本文抜粋 ▸
++++++++++++++++++++
歳を重ねた。あんなに誕生日を嫌がっていたが結局思いもがけないところ、いつもお世話になってる人、ちょっと気になってる人etc.たくさん連絡を頂いて、静かに1日過ごした。途中本屋にて所謂おじさんに声をかけられ自分が女であることに対して、また一人であることに対しての態度に嫌気がさしたが「まあ私全身黒ずくめでも可愛いからそりゃ一人だと思ったら調子乗りたくなるよね、しょうがないよね」と無理くり思うようにした。一番大事なことは握りしめて、価値観のアップデートはなるべく繰り返したい。誕生日に知らないおじさんのことで嫌になりたくない。

先日、私の尊敬するおじさんに会った。顔が良すぎてもはやおじさんとは絶対言えないんだけれど、きっとおじさん、と言える年齢である。年齢ではなく凝り固まった価値観の中生きてるかどうかの問題にしたら、まだおじさんとは言えないと思う。そんなおじさん…お兄さん…ま私にしてみたら芝居においての「お父さん」と、疫病期間やら今後の展開のことを話した。

感情では悲しいけれど頭ではわりとスッキリしたとある人間関係の話をしていたら、「池山さん、泣き喚ける女だったらよかったのにね」と言われた。

「お父さん」と解散したあと、たまたま見つけた服を買った。背中に映画レオンのマチルダが銃を自分の頭に突きつけているシーンが描かれているシャツ。それを見ながら「泣き喚ける女だったらよかったのにね」という言葉をじんわり思い出す。
++++++++++++++++++++
課題の内容 ▸
**A)** 本文のうち、「先日、私の尊敬するおじさんに」から始まり「ら今後の展開のことを話した。」で終わる部分を一字一句違えずに書き写してください。
**B)** 本文によると、「お父さん」と解散したあとに買ったシャツの背中には何が描かれていますか？
**C)** 次の(i)〜(iii)は本文の内容と合っていますか？それぞれ「はい」か「いいえ」で答え、決め手となる本文の言葉をそのまま引用してください。
(i) 誕生日には誰からも連絡がなかった。
(ii) 本屋で声をかけてきたのは所謂おじさんだった。
(iii) 尊敬するおじさんとは、疫病期間や今後の展開について話した。
この後に続く行は、本文とは別の資料です。

提供情報 ▸
++++++++++++++++++++
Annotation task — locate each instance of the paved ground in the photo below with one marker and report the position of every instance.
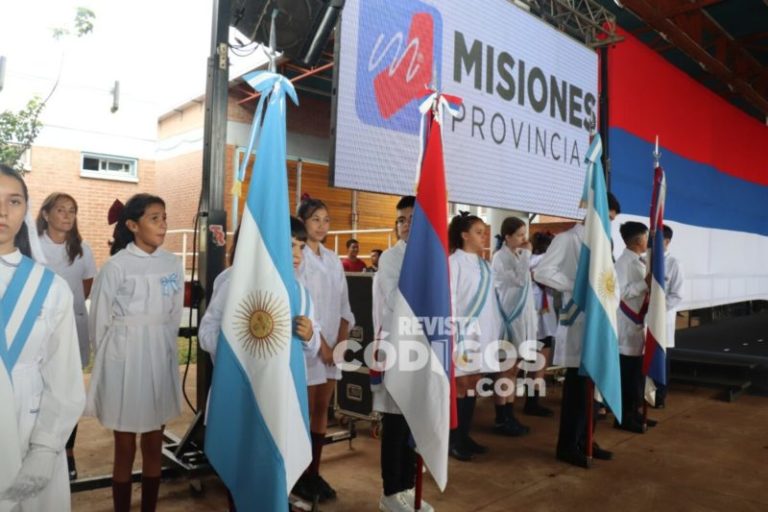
++++++++++++++++++++
解答一覧 ▸
**A)**
先日、私の尊敬するおじさんに会った。顔が良すぎてもはやおじさんとは絶対言えないんだけれど、きっとおじさん、と言える年齢である。年齢ではなく凝り固まった価値観の中生きてるかどうかの問題にしたら、まだおじさんとは言えないと思う。そんなおじさん…お兄さん…ま私にしてみたら芝居においての「お父さん」と、疫病期間やら今後の展開のことを話した。

**B)** 映画レオンのマチルダが銃を自分の頭に突きつけているシーンです。

**C)**
(i) いいえ。「たくさん連絡を頂いて、静かに1日過ごした」
(ii) はい。「途中本屋にて所謂おじさんに声をかけられ」
(iii) はい。「疫病期間やら今後の展開のことを話した」